(begin)

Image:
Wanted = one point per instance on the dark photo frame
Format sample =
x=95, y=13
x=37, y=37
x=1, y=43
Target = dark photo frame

(end)

- Work to complete: Reproduce all of the rows above line for line, without changing a single character.

- Task result:
Image:
Wanted = one point per instance on the dark photo frame
Format sample =
x=95, y=13
x=37, y=37
x=1, y=43
Target = dark photo frame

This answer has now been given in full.